▶ **WHAT YOU NEED TO DO**
1. Reproduce word for word the passage of the Gemini 3.1 Flash TTS Preview profile that runs from "Gemini 3.1 Flash TTS Preview is" up to and including "model leaves preview.".
2. Translate this sentence from the Gemini 3.1 Flash TTS Preview profile into Spanish: "The “Preview” tag means pricing and behavior may shift before GA."

▶ **SELECTED EXTRACT**
Gemini 3.1 Flash TTS Preview
Google · Gemini 3.1
Google's expressive Gemini 3.1 Flash TTS preview, an API-first text-to-speech model spanning 70+ languages.
Overview
Freshness note: Model capabilities, limits, and pricing can change quickly. This profile is a point-in-time snapshot last verified on May 1, 2026.
Gemini 3.1 Flash TTS Preview is Google’s April 15, 2026 text-to-speech model in the Gemini Flash line. It takes text input and returns audio output, with the language coverage extended to roughly 70+ languages — close to a 3x jump over the previous Gemini 2.5 Flash TTS generation. Google describes it as a substantial generational step on naturalness, expressiveness, and steerability through audio tags, and it is exposed across the Gemini API, AI Studio, Vertex AI, and Google Vids for Workspace.
The “Preview” tag means pricing and behavior may shift before GA. For production systems that depend on stable voices and pricing, plan for a re-baseline when the model leaves preview.
Capabilities
Google’s launch materials highlight a specific capability profile:
- Text-to-speech generation across 70+ languages, nearly tripling the previous coverage.
- Expressive control through audio tags that influence tone, pace, and delivery style.

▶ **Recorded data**
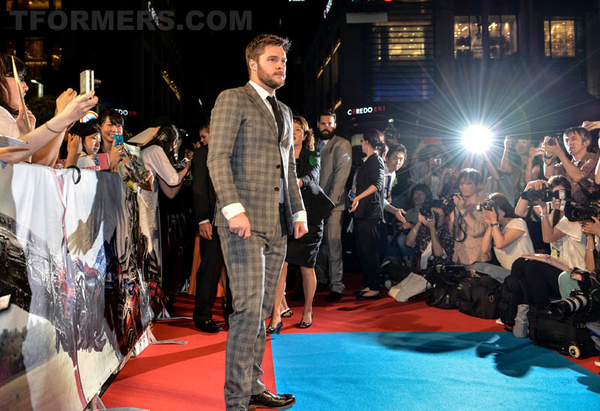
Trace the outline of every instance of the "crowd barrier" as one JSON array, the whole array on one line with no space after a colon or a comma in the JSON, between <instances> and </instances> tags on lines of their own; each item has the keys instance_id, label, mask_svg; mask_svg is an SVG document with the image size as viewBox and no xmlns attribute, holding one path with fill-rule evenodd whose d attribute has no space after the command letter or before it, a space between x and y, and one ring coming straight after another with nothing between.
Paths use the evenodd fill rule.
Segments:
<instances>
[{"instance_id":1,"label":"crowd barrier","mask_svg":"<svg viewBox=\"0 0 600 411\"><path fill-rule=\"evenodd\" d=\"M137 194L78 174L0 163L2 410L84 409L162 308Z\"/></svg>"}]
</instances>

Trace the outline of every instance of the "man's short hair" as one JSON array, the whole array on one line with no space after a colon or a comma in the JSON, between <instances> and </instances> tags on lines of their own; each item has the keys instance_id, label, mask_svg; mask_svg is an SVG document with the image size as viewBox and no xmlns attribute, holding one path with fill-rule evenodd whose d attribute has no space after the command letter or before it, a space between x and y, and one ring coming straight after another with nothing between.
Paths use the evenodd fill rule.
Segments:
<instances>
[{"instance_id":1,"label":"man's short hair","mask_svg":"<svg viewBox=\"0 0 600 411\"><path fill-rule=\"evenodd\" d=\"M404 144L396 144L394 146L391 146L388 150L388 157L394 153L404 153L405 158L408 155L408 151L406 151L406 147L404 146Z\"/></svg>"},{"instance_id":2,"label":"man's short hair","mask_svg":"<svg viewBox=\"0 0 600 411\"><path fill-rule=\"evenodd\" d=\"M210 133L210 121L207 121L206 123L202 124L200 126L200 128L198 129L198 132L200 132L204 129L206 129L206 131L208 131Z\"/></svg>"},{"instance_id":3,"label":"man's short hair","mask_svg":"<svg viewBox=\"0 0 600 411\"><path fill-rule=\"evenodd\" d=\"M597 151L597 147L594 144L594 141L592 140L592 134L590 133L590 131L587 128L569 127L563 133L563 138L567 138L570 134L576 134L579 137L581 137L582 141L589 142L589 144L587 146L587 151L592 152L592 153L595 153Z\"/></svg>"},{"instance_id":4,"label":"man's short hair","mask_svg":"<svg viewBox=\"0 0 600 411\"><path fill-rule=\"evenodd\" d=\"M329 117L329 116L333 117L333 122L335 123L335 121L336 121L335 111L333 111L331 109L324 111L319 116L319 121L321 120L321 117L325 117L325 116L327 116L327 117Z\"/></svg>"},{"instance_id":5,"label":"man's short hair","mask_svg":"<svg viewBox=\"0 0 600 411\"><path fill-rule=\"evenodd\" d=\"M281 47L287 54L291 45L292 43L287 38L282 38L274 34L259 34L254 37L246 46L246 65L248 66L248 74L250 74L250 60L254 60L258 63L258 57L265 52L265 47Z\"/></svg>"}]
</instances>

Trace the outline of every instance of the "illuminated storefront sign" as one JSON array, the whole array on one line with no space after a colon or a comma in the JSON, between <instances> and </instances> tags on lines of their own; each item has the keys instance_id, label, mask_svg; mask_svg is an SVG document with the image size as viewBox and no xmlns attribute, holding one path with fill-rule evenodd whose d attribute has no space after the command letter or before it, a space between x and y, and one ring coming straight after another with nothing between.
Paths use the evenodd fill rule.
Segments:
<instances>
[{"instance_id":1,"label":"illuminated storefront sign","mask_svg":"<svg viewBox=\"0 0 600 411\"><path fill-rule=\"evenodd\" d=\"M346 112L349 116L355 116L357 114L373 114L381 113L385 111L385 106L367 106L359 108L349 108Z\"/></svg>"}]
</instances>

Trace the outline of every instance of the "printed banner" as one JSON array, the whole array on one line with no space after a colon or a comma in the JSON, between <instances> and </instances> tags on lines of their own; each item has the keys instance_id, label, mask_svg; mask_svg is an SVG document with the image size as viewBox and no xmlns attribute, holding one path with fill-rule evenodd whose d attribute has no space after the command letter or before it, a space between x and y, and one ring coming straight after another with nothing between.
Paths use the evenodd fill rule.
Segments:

▶ **RESPONSES**
1.
Gemini 3.1 Flash TTS Preview is Google’s April 15, 2026 text-to-speech model in the Gemini Flash line. It takes text input and returns audio output, with the language coverage extended to roughly 70+ languages — close to a 3x jump over the previous Gemini 2.5 Flash TTS generation. Google describes it as a substantial generational step on naturalness, expressiveness, and steerability through audio tags, and it is exposed across the Gemini API, AI Studio, Vertex AI, and Google Vids for Workspace.
The “Preview” tag means pricing and behavior may shift before GA. For production systems that depend on stable voices and pricing, plan for a re-baseline when the model leaves preview.

2. La etiqueta «Preview» significa que los precios y el comportamiento pueden cambiar antes de GA.